Provided data:
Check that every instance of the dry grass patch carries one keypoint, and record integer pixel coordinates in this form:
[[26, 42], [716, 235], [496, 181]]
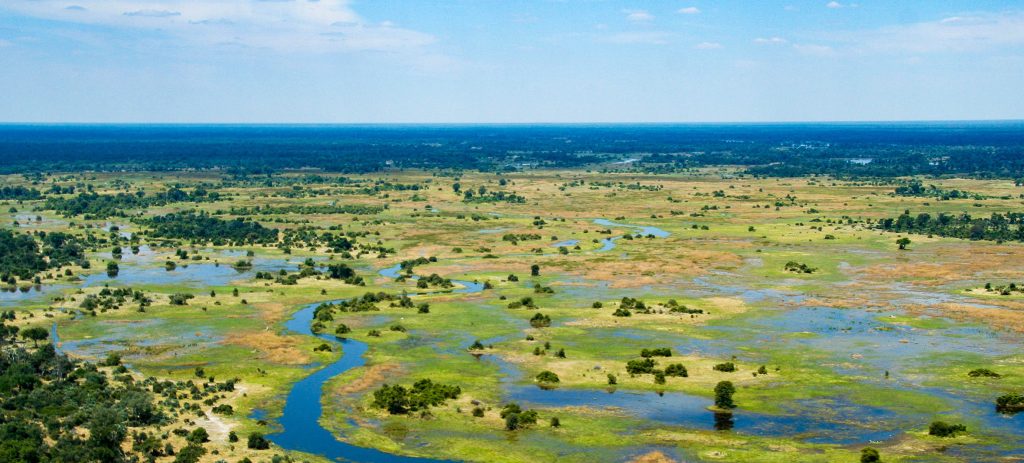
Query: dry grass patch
[[272, 347]]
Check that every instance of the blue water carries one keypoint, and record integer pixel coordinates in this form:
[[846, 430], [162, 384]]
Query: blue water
[[609, 243], [300, 418]]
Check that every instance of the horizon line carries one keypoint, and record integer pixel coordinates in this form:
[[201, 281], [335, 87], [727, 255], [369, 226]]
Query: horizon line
[[492, 124]]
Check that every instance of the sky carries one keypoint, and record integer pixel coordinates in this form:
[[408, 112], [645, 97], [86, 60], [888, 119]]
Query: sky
[[509, 60]]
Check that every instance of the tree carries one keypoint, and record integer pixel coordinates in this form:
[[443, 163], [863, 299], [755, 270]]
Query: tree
[[869, 455], [943, 429], [723, 394], [258, 442], [199, 435], [547, 377], [112, 268], [36, 334]]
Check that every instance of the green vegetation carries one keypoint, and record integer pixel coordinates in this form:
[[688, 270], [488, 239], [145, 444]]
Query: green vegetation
[[423, 394], [722, 309]]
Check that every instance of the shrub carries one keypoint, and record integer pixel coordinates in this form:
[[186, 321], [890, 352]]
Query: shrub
[[982, 372], [547, 377], [258, 442], [727, 367], [868, 455], [723, 394], [1010, 404], [943, 429]]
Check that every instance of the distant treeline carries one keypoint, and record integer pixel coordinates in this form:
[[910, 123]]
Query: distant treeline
[[19, 193], [22, 255], [93, 205], [204, 228], [1009, 226], [976, 149]]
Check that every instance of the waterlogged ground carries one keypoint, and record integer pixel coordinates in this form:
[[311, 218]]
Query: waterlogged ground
[[866, 350]]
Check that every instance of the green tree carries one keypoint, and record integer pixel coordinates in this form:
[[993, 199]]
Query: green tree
[[35, 334], [257, 442], [723, 394]]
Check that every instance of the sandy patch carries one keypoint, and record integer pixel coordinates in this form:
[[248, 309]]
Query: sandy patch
[[653, 457], [271, 346], [372, 376]]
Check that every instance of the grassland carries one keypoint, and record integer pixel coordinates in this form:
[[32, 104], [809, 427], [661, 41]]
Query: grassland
[[865, 350]]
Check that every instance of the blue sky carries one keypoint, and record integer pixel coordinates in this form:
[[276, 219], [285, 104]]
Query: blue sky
[[491, 60]]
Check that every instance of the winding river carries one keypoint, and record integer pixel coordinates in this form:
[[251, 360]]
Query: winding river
[[302, 431]]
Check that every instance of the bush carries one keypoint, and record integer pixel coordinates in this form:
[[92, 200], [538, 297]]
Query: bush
[[727, 367], [547, 377], [1010, 404], [657, 351], [982, 372], [723, 394], [943, 429], [258, 442], [540, 321], [640, 367], [676, 370]]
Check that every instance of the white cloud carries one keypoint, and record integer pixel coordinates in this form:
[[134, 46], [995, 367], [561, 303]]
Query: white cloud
[[954, 34], [321, 26], [639, 38], [153, 13], [814, 50], [638, 15]]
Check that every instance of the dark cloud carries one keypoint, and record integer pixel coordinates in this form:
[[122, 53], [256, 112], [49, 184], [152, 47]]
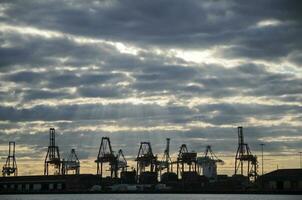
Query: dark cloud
[[115, 68]]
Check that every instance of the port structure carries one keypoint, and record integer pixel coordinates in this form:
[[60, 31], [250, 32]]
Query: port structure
[[185, 158], [145, 158], [52, 157], [244, 155], [121, 162], [208, 163], [10, 166], [72, 164], [166, 162], [106, 155]]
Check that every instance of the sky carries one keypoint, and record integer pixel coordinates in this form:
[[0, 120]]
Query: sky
[[146, 70]]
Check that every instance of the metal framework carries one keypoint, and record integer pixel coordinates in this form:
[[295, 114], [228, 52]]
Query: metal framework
[[145, 158], [244, 155], [106, 155], [209, 163], [71, 164], [10, 166], [166, 162], [186, 158], [121, 161], [53, 156]]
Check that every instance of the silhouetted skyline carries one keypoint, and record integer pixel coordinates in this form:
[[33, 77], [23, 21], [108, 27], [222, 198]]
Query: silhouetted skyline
[[146, 70]]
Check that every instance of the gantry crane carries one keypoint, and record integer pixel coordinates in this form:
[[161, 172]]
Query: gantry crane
[[185, 158], [71, 164], [53, 154], [10, 166], [209, 162], [244, 155], [106, 155], [145, 158], [166, 162]]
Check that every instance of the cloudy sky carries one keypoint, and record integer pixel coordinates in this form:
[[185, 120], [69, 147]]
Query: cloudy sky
[[146, 70]]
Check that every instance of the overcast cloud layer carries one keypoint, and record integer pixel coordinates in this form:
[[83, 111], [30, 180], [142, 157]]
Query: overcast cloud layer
[[147, 70]]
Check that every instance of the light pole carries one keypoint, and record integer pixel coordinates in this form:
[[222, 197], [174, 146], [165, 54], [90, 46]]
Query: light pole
[[262, 145]]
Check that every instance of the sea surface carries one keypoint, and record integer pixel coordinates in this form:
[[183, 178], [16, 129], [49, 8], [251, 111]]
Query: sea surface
[[150, 197]]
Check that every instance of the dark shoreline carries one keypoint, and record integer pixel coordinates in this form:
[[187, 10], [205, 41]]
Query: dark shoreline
[[153, 192]]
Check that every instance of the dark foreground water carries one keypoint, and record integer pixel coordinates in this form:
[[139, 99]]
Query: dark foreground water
[[150, 197]]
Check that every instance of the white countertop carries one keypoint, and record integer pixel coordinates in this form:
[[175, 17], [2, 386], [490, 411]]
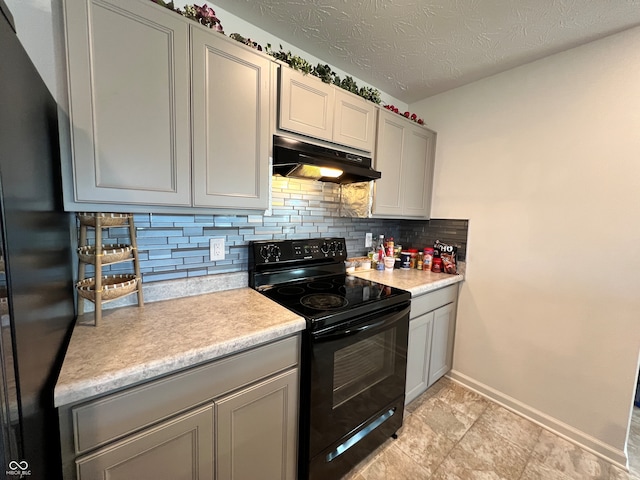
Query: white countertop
[[133, 344], [417, 282]]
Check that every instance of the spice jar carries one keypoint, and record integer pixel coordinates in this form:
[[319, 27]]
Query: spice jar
[[414, 257], [437, 265], [428, 258]]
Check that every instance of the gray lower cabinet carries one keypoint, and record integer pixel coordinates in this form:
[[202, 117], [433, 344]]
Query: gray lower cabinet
[[165, 115], [431, 337], [249, 417], [233, 418], [405, 154], [179, 449]]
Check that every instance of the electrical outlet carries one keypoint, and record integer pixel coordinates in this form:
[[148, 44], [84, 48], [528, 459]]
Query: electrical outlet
[[216, 249], [368, 239]]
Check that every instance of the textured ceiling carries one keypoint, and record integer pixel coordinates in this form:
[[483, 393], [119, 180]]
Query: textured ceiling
[[412, 49]]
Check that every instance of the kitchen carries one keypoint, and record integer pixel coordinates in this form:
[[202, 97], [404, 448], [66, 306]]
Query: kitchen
[[537, 236]]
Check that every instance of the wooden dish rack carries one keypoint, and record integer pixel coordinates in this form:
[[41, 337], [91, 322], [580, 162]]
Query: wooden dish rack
[[101, 289]]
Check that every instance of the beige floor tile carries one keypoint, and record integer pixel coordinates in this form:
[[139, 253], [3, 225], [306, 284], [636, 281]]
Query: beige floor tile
[[422, 444], [619, 474], [394, 464], [540, 471], [569, 459], [466, 401], [452, 470], [482, 453], [633, 446], [431, 392], [513, 427], [444, 419], [356, 472]]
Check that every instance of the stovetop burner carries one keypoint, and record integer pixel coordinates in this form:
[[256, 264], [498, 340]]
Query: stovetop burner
[[318, 298], [308, 277], [324, 301]]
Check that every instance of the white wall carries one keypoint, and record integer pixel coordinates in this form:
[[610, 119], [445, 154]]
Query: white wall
[[544, 160]]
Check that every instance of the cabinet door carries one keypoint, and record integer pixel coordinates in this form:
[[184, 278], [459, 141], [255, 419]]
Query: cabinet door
[[420, 334], [231, 123], [129, 102], [441, 355], [417, 174], [354, 121], [179, 449], [306, 105], [389, 158], [257, 430]]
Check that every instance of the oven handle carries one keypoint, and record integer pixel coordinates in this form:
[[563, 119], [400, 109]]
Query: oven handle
[[346, 332]]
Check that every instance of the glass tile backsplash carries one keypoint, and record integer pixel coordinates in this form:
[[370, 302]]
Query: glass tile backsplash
[[177, 246]]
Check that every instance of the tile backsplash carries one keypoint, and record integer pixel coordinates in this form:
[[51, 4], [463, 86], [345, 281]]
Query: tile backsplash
[[177, 246]]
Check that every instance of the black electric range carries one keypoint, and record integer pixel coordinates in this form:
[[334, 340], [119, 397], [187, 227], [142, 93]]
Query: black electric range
[[353, 359]]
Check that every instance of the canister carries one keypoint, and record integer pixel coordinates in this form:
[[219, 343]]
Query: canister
[[405, 260]]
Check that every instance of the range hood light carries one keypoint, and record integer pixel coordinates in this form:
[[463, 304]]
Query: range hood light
[[294, 158], [330, 172]]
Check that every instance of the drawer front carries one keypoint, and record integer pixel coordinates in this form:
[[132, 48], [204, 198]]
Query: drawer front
[[114, 416], [432, 300]]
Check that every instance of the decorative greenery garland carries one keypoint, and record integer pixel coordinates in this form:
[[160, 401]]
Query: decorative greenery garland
[[206, 16]]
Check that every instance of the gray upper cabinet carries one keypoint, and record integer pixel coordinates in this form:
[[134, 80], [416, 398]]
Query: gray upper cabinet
[[306, 105], [231, 123], [166, 115], [405, 154], [128, 69], [316, 109]]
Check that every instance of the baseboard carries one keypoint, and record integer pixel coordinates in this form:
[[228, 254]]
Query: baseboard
[[573, 435]]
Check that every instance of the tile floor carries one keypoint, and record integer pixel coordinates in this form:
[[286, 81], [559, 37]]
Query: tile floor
[[451, 433]]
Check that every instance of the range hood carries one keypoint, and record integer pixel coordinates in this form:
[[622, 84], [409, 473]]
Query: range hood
[[294, 158]]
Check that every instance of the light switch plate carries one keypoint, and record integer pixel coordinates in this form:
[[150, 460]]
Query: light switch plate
[[368, 239], [216, 249]]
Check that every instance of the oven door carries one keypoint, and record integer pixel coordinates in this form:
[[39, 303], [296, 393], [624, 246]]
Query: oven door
[[357, 381]]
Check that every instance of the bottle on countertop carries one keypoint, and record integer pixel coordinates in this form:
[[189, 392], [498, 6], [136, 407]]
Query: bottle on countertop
[[427, 259], [381, 254]]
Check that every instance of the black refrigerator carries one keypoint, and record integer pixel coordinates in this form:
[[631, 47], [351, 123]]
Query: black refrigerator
[[36, 277]]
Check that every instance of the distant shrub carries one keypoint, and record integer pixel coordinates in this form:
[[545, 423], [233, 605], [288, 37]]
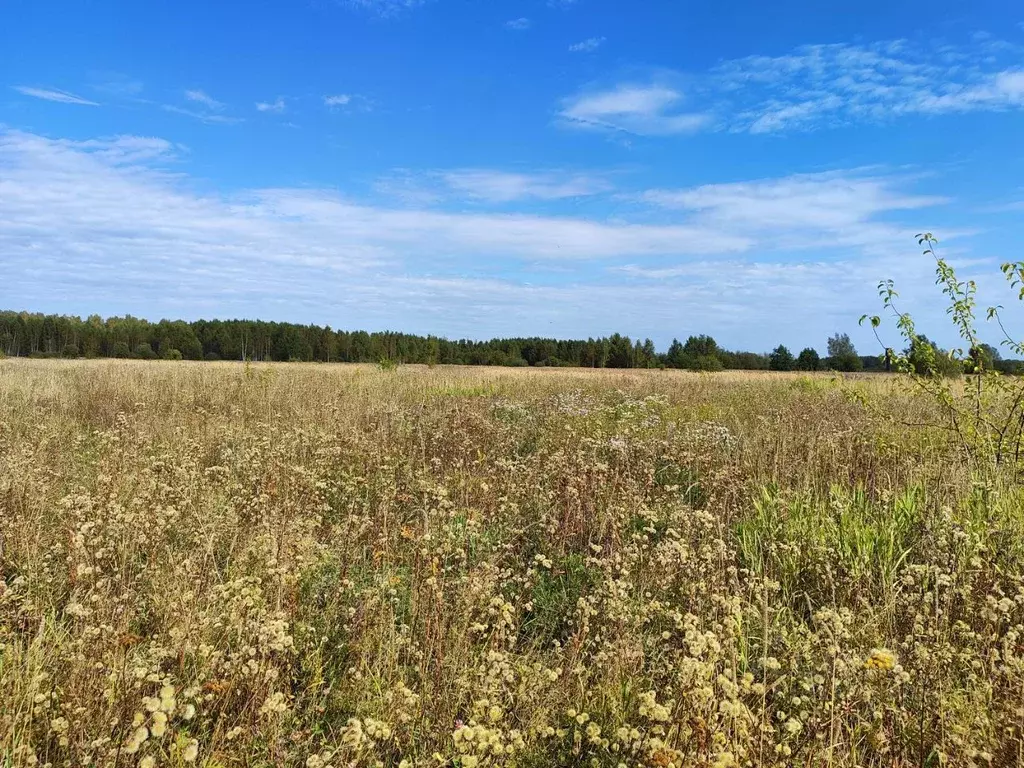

What is needed:
Reproduce the records word for word, starting at their first line and stopping after the line that contains "[[509, 60]]". Omit the pictures.

Answer to this exercise:
Check that every instance of the dry grass patch carries one keypoint, and record integer pixel coordinates in this form:
[[26, 42], [716, 235], [496, 181]]
Query: dry grass patch
[[272, 347]]
Check that every instance of the blue water carries one keypoint, and record integer pixel coordinates in this form:
[[846, 430], [162, 384]]
Query: blue water
[[609, 243], [300, 418]]
Check that every instance of the horizon line carries one keypoint, and record integer pixel coordinates in this form:
[[201, 281], [335, 87], [727, 255], [369, 226]]
Query: horizon line
[[492, 124]]
Check that every instance of the sky carries one keypoint, and record integer pixel coordinates in this form:
[[408, 112], [645, 97], [86, 60], [888, 119]]
Query: sky
[[509, 60]]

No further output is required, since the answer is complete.